-- start Material for the task --
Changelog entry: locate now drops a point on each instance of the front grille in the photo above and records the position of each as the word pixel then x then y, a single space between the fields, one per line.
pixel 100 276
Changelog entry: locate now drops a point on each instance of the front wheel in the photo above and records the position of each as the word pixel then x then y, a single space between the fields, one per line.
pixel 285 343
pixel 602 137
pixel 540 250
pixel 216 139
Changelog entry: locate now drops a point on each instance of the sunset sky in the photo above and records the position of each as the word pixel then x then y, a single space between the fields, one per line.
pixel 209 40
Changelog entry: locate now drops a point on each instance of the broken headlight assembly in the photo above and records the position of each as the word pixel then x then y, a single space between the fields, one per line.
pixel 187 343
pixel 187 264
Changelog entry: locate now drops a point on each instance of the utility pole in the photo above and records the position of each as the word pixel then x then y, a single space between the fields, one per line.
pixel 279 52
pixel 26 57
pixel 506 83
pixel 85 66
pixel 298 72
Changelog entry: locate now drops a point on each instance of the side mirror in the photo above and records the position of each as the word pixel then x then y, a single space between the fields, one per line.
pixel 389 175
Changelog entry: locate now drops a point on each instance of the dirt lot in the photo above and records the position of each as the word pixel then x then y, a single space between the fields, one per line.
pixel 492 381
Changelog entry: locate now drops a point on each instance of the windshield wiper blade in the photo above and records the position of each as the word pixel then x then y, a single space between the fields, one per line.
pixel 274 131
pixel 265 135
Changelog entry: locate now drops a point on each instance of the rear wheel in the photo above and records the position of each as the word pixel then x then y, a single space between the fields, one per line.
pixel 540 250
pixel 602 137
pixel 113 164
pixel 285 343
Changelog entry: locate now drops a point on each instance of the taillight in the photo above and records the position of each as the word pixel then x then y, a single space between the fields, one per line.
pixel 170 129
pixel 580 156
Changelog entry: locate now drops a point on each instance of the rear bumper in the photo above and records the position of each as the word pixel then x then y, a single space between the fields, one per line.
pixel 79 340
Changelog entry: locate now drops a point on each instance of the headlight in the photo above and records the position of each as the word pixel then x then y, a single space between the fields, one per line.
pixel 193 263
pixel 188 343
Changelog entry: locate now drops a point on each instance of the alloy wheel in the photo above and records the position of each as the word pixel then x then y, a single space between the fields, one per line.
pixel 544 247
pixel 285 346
-- end Material for the task --
> [Required work]:
Give the part of the entries above that opens with the line containing "of the side" and closes with the line containing "pixel 580 156" as a JSON list of strings, one string per line, leaving out blank lines.

> [Solution below]:
[
  "Changelog entry: locate now drops a point on each instance of the side mirror in the photo above and records the position of each as the word pixel then x then y, a single space between the fields, one per line.",
  "pixel 389 175",
  "Changelog entry: locate now drops a point on each instance of the dirt lot in the photo above and records the position of each as the word pixel then x then y, a single space between the fields, one per line.",
  "pixel 492 381",
  "Changelog entry: locate now drops a point on each instance of the windshield wiper blade in the photo above and records the position of each as the word pixel then x then y, a single space between the fields, one per line.",
  "pixel 274 131",
  "pixel 265 135",
  "Changelog entry: locate now drops a point on each instance of the rear wheel in the photo above and records the position of each as the word pixel then x then y, a single space between the fields, one per line.",
  "pixel 540 250",
  "pixel 602 137",
  "pixel 113 164",
  "pixel 285 343",
  "Changelog entry: locate now drops a point on each instance of the taillight in the photo above and records the position of each as the word pixel then x then y, a single space between the fields, one per line.",
  "pixel 170 129",
  "pixel 580 156"
]